Objective: Pull out every line of the listing below that contains the string "outline", matching case exactly.

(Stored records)
⟨
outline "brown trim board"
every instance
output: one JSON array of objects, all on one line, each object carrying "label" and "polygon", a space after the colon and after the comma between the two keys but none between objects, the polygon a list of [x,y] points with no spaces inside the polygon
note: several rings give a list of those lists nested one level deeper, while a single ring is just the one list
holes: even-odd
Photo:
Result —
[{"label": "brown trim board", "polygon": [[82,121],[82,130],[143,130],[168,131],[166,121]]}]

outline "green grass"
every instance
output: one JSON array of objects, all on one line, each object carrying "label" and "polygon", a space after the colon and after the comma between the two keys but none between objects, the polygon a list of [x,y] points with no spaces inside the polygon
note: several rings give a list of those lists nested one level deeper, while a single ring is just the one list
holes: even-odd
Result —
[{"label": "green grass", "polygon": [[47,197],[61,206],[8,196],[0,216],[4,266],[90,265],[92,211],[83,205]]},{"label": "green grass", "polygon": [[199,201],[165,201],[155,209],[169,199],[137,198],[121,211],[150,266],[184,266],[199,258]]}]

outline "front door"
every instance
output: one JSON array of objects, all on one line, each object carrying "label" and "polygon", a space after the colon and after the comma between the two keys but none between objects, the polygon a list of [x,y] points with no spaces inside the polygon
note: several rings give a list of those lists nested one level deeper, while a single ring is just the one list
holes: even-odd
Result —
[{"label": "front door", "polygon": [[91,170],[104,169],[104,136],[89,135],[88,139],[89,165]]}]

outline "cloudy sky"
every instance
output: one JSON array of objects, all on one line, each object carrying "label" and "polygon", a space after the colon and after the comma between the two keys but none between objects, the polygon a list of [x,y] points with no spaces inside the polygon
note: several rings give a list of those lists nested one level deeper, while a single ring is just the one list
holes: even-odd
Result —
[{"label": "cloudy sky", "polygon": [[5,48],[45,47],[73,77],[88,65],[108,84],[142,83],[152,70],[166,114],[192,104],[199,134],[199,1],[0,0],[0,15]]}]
⟩
Solution:
outline "brown trim board"
outline "green grass"
outline "front door"
outline "cloudy sky"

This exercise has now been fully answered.